AIM: Take the line containing "Batch task #47: Identify and box every green leaf" and all lines after it to the end of the records, and output them exactly.

DATASET RECORDS:
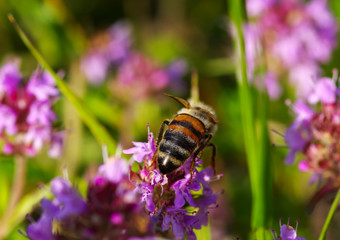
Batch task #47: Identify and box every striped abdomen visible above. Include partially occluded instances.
[157,114,205,174]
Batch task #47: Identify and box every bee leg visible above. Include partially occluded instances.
[156,120,170,147]
[190,134,212,183]
[207,143,216,174]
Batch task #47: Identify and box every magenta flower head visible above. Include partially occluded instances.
[285,71,340,204]
[123,124,219,239]
[272,218,306,240]
[244,0,338,99]
[0,59,63,157]
[27,152,156,240]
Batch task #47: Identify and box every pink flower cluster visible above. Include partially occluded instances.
[244,0,338,99]
[285,72,340,207]
[27,157,157,240]
[273,218,306,240]
[0,62,63,157]
[123,126,220,240]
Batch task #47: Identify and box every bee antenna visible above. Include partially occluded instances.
[163,93,191,109]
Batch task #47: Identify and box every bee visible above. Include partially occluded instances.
[154,94,218,177]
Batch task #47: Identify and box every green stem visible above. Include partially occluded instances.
[230,0,270,236]
[8,14,116,154]
[0,155,26,239]
[319,188,340,240]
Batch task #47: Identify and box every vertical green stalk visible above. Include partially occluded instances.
[0,155,26,239]
[319,188,340,240]
[229,0,269,239]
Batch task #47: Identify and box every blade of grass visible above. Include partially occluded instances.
[229,0,268,239]
[319,188,340,240]
[8,14,116,154]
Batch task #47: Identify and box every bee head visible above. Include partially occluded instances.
[165,94,219,134]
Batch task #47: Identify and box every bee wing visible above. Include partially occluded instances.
[164,93,191,109]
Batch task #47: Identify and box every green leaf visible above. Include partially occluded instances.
[8,14,116,154]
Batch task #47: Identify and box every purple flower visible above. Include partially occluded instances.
[107,21,132,63]
[98,158,129,183]
[26,199,59,240]
[244,0,337,99]
[308,78,336,104]
[48,132,65,158]
[81,51,110,85]
[24,125,51,154]
[117,53,169,98]
[273,218,306,240]
[136,182,156,212]
[27,70,59,101]
[27,101,57,126]
[27,177,86,240]
[0,62,22,93]
[51,177,86,220]
[0,59,62,157]
[27,153,156,240]
[0,104,18,135]
[285,124,309,164]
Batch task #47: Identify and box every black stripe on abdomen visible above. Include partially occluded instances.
[163,129,198,152]
[159,137,192,162]
[169,120,202,139]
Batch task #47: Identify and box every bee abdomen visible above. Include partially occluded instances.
[158,114,205,174]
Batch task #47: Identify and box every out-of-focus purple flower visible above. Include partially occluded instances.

RESULT FOR THIS TASK:
Batch task #47: Identify and box every green leaf visible above. Include partially occluded instances.
[8,14,116,154]
Batch task #47: Identify and box every purple flower visible above. Include partially occluded instances.
[107,21,132,63]
[98,158,129,183]
[26,199,59,240]
[244,0,337,99]
[308,78,336,104]
[48,132,65,158]
[81,51,110,85]
[24,125,51,154]
[117,53,169,98]
[273,218,306,240]
[136,182,156,212]
[27,70,59,101]
[27,101,57,126]
[27,177,86,240]
[0,62,22,93]
[51,177,86,220]
[0,59,62,157]
[27,153,156,240]
[0,104,18,135]
[285,124,309,164]
Batch task #47: Identify and box every black stripe on abdomen visible above. Include partially occluded instances.
[163,129,198,152]
[159,137,192,162]
[169,120,202,139]
Batch task #47: Identify and box every bee abdomen visible above. Include partially occluded instances.
[158,114,205,174]
Batch task #47: Identify and box every out-of-focus purple flower visible above. Include partially occluded instances.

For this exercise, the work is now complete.